» **SET PROBLEM A**: Rewrite the rows below, from the first row up to and including the line containing "[2,27,355,399]", with 55 added to every bounding box coordinate and all other lines kept word for word. Leave the pictures out.

Sec.  1000.220  What are the requirements for the IHP?

    The IHP requirements are set forth in section 102(b) of NAHASDA. In 
addition, Sec. Sec.  1000.56, 1000.108, 1000.120, 1000.134, 1000.142, 
1000.238, 1000.302, and 1000.328, require or permit additional items to 
be set forth in the IHP for HUD determinations required by those 
sections. Recipients are only required to provide IHPs that contain 
these elements in a form prescribed by HUD. If a TDHE is submitting a 
single IHP that covers two or more Indian Tribes, the IHP must contain 
a separate certification in accordance with section 102(d) of NAHASDA 
and IHP Tables for each Indian Tribe when requested by such Indian 
Tribes. However, Indian Tribes are encouraged to perform comprehensive 
housing needs assessments and develop comprehensive IHPs and not limit 
their planning process to only those housing efforts funded by NAHASDA. 
An IHP should be locally driven.
    37. Revise Sec.  1000.224, to read as follows:


Sec.  1000.224  Can any part of the IHP be waived?

    Yes. HUD has general authority under section 101(b)(2) of NAHASDA 
to waive any IHP requirements when an Indian Tribe cannot comply with 
IHP requirements due to exigent circumstances beyond its control, for a 
period of not more than 90 days. The waiver authority under section 
101(b)(2) of NAHASDA provides flexibility to address the needs of every 
Indian Tribe, including small Indian Tribes. The waiver may be 
requested by the Indian Tribe or its TDHE (if such authority is 
delegated by the Indian Tribe), and such waiver shall not be 
unreasonably withheld.
    38. Add Sec.  1000.225, to read as follows:


Sec.  1000.225  When may a waiver of the IHP submission deadline be 
requested?

    A recipient may request a waiver for a period of not more than 90 
days beyond the IHP submission due date.
    39. Add Sec.  1000.227, to read as follows:


Sec.  1000.227  What shall HUD do upon receipt of a IHP submission 
deadline waiver request?

    The waiver shall be decided upon by HUD within 45 days of receipt 
of the waiver request. HUD shall notify the recipient in writing within 
45 days of receipt of the waiver request whether the request is 
approved or denied.
    40. In Sec.  1000.230, revise paragraph (a)(1), to read as follows:


Sec.  1000.230  What is the process for HUD review of IHPs and IHP 
amendments?

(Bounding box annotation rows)
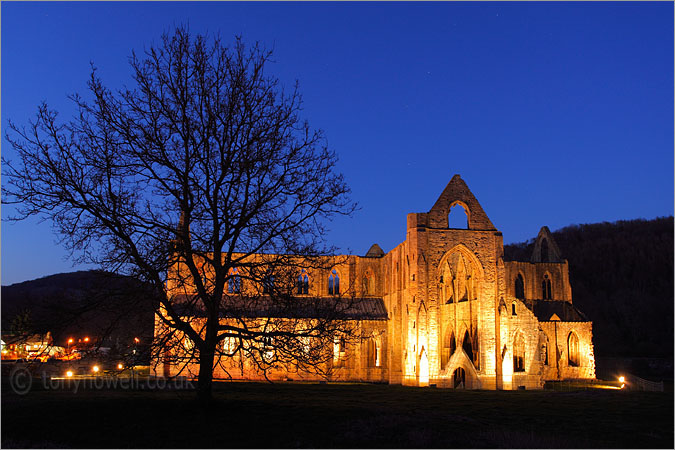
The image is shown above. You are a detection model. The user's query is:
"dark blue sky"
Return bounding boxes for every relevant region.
[1,2,673,285]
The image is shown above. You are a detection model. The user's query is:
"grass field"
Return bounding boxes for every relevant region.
[2,383,673,448]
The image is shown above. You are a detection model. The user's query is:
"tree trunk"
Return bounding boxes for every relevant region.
[197,349,215,403]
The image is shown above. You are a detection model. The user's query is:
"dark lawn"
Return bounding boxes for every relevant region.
[2,383,673,448]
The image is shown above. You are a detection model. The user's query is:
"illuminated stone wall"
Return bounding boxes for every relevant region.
[154,175,595,390]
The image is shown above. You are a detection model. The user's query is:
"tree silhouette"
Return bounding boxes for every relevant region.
[2,27,355,399]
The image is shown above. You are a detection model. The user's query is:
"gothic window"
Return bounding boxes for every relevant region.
[448,204,469,230]
[541,274,553,300]
[441,331,457,369]
[516,274,525,300]
[363,263,374,296]
[297,269,309,295]
[333,338,347,367]
[367,337,380,367]
[567,331,579,367]
[328,269,340,295]
[541,238,548,262]
[513,333,525,372]
[222,336,237,354]
[263,274,274,294]
[462,330,474,361]
[227,267,241,294]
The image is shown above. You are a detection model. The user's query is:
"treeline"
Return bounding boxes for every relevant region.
[504,216,674,358]
[2,270,154,347]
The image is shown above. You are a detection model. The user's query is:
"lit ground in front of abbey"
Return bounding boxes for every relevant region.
[2,382,673,448]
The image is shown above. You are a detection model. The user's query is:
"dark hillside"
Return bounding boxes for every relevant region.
[504,216,674,358]
[2,271,154,346]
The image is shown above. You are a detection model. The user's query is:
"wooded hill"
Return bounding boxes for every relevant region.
[2,270,154,347]
[504,216,674,358]
[2,217,674,358]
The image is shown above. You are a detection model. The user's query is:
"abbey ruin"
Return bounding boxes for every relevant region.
[158,175,595,390]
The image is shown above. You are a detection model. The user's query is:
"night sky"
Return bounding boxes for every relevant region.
[1,2,673,285]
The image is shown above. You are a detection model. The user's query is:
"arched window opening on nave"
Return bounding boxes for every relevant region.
[462,330,474,362]
[297,269,309,295]
[513,332,525,372]
[227,267,241,294]
[567,331,579,367]
[540,238,548,262]
[328,269,340,295]
[441,331,457,370]
[541,274,553,300]
[448,204,469,230]
[516,274,525,300]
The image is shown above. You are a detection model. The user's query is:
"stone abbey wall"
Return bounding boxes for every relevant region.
[157,175,595,390]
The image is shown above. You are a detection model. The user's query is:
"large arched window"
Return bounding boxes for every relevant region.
[462,330,474,361]
[328,269,340,295]
[367,337,381,367]
[567,331,579,367]
[541,274,553,300]
[448,203,469,230]
[263,273,274,294]
[297,269,309,295]
[540,238,548,262]
[441,330,457,369]
[363,263,374,296]
[227,267,241,294]
[516,274,525,300]
[513,332,525,372]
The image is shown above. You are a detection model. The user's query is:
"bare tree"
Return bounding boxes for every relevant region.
[2,27,354,399]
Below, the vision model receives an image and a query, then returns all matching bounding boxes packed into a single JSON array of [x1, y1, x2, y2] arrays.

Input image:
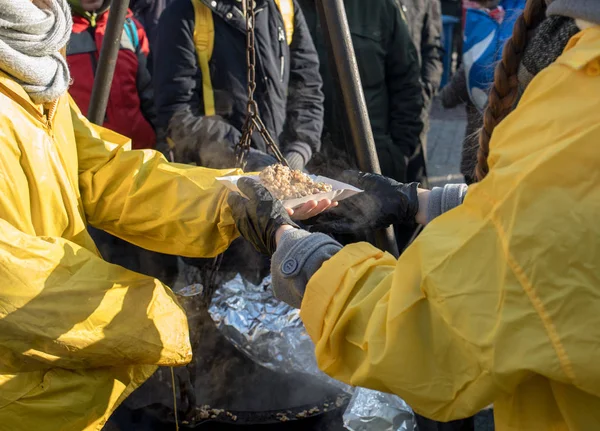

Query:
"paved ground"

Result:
[[427, 100, 467, 186]]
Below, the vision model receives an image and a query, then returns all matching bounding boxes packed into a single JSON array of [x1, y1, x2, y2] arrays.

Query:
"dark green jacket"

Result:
[[298, 0, 423, 181]]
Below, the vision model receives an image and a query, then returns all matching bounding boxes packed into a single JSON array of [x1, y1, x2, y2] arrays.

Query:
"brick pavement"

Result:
[[427, 99, 467, 186]]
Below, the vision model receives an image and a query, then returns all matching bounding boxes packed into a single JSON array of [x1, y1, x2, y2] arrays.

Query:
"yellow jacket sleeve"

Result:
[[0, 219, 192, 374], [301, 30, 600, 421], [70, 99, 238, 257]]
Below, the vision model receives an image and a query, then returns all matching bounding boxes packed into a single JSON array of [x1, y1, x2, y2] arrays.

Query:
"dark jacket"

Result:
[[67, 11, 156, 148], [154, 0, 323, 167], [299, 0, 423, 181], [129, 0, 173, 47], [396, 0, 444, 107], [440, 65, 483, 184]]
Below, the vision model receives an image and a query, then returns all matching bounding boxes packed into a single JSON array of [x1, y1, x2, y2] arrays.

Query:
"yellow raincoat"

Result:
[[0, 73, 237, 431], [301, 27, 600, 431]]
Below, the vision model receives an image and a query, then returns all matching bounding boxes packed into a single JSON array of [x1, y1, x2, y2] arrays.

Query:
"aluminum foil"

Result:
[[344, 388, 416, 431], [206, 274, 352, 393]]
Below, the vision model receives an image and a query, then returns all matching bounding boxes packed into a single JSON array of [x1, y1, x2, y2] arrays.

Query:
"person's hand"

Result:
[[307, 171, 419, 234], [244, 148, 277, 172], [227, 178, 298, 256]]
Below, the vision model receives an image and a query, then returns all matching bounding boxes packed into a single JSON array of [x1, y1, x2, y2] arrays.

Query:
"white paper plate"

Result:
[[217, 175, 362, 209]]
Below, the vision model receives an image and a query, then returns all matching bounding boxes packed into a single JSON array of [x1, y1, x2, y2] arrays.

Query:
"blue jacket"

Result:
[[463, 0, 526, 110]]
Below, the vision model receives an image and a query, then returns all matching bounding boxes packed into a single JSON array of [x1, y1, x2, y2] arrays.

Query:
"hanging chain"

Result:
[[235, 0, 288, 169]]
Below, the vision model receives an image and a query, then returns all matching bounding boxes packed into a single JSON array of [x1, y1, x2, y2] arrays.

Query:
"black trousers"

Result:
[[415, 414, 475, 431]]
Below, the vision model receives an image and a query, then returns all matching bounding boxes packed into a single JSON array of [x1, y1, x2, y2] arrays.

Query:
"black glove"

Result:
[[244, 148, 277, 172], [227, 178, 298, 256], [306, 171, 419, 234]]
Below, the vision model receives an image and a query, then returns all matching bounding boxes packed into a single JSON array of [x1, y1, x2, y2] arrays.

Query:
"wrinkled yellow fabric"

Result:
[[0, 73, 237, 431], [301, 27, 600, 431]]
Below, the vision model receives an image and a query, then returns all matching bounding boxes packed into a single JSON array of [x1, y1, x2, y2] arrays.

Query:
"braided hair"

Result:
[[475, 0, 546, 181]]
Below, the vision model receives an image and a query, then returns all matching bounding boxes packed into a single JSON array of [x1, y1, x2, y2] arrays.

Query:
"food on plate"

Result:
[[259, 164, 333, 200]]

» **SET PROBLEM B**: Transcribe the IHP regulation excerpt above from "A recipient may" up to and including "deadline waiver request?".

» **ANSWER A**:
The image is shown above. You are a detection model. The user's query is:
"dark blue sky"
Return bounding boxes for every relevant region.
[56,57,728,340]
The image is shown above. You are a detection model. The user's query is:
"grass field"
Return bounding boxes for every relevant region.
[57,438,728,503]
The image is shown above. You are a detection model. The user's query is:
"tree trunk"
Return bounding boxes for every relevant region.
[252,404,270,458]
The image is shown above. You are a detection model. The user's query is:
"dark lawn"
Return bounding boxes for every relevant region.
[57,438,728,503]
The image is shown above. You are a detection model. The user's query is:
"illuminated stone wall"
Return bounding boxes for every relevant region.
[209,230,650,445]
The image is shown above. You are a detection model. The user's query is:
"tree silhouette"
Return bounding boxes for every relevant region.
[57,82,410,454]

» **ANSWER B**:
A recipient may request a waiver for a period of not more than 90 
days beyond the IHP submission due date.
    39. Add Sec.  1000.227, to read as follows:


Sec.  1000.227  What shall HUD do upon receipt of a IHP submission 
deadline waiver request?